● **ACTIVITY 1**:
In the article on CRISPR-Cas, which organ is paraquat said to accumulate in at concentrations ten times higher than in plasma?
● **ACTIVITY 2**:
Translate this sentence from the article on CRISPR-Cas into Spanish: "Paraquat is a highly toxic herbicide, the use of which in agriculture is limited to the United States and prohibited in the European Union."

In 2012, scientists Jennifer Doudna and Emmanuelle Charpentier published an article in Science discussing the possibility of using the CRISPR-Cas system to edit the genome. Their work, supported by Feng Zhang’s later studies, showed that DNA could be quickly, efficiently safely modified thanks to a number of tools discovered in different types of microorganisms, including bacteria and archaea, at the end of the 1980's.
Since then, biotechnology has seen exponential growth in the research conducted on CRISPR-Cas, a system that works as an adaptive immunity mechanism for bacteria to resist the attack by virus, which can be applied to edit the genome, in such diverse areas as medicine, agriculture or food products.
This is not the only application of this microbial tool, also known as a ‘molecular scalpel’ thanks to the great precision it has shown in recent years. Scientists have worked to use CRISPR-Cas as a medical diagnosis method, with special attention to the recent studies published by the groups of Zhang and Doudna in Science. Now this work is enhanced by the possibility to use the system as a screening method.
Source: Jennifer Doudna / University of California (Berkeley)
Understanding the toxicity of paraquat
A recent article published in the journal Nature Chemical Biology has shown the worth of CRISPR-Cas “to identify metabolic genes essential for paraquat-induced cell death.” Paraquat is a highly toxic herbicide, the use of which in agriculture is limited to the United States and prohibited in the European Union. For decades, the bipyridyl compound was used to control weeds, undergrowth and stubble, given its characteristics of rapid action on plants and deactivation in contact with the soil, according to an explanation given by the Autonomous University of Barcelona.
For humans, doses from 10 to 50 milliliters of the commercial concentrate are lethal if ingested orally. This polysystemic toxin especially impacts the lungs, where it accumulates in concentrations ten times higher than those seen in plasma, according to a study published in Critical Reviews of Toxicology. The main toxicity mechanism for this organ occurs due to the generation of free radicals that rapidly oxidize lung tissue.
To understand the harmful effects of paraquat, researchers from the Feinberg School of Medicine, at Northwestern University in Chicago, used the CRISPR-Cas system to determine which genes could be associated with the toxicity of this herbicide in the body. To do this, they carried out a positive selection of the genes “whose loss allowed cell survival in the presence of 110 μM PQ, a concentration of PQ that greatly decreases cell viability.”

● **AVAILABLE DATA**:

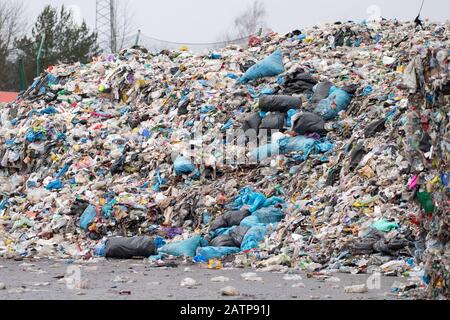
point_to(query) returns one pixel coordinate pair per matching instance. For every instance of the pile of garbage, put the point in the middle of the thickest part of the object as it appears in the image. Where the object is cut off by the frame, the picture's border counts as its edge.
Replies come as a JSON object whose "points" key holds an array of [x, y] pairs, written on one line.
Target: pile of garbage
{"points": [[324, 150]]}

● **RESPONSE AREA 1**:
The lungs.

● **RESPONSE AREA 2**:
El paraquat es un herbicida altamente tóxico, cuyo uso en la agricultura está limitado a los Estados Unidos y prohibido en la Unión Europea.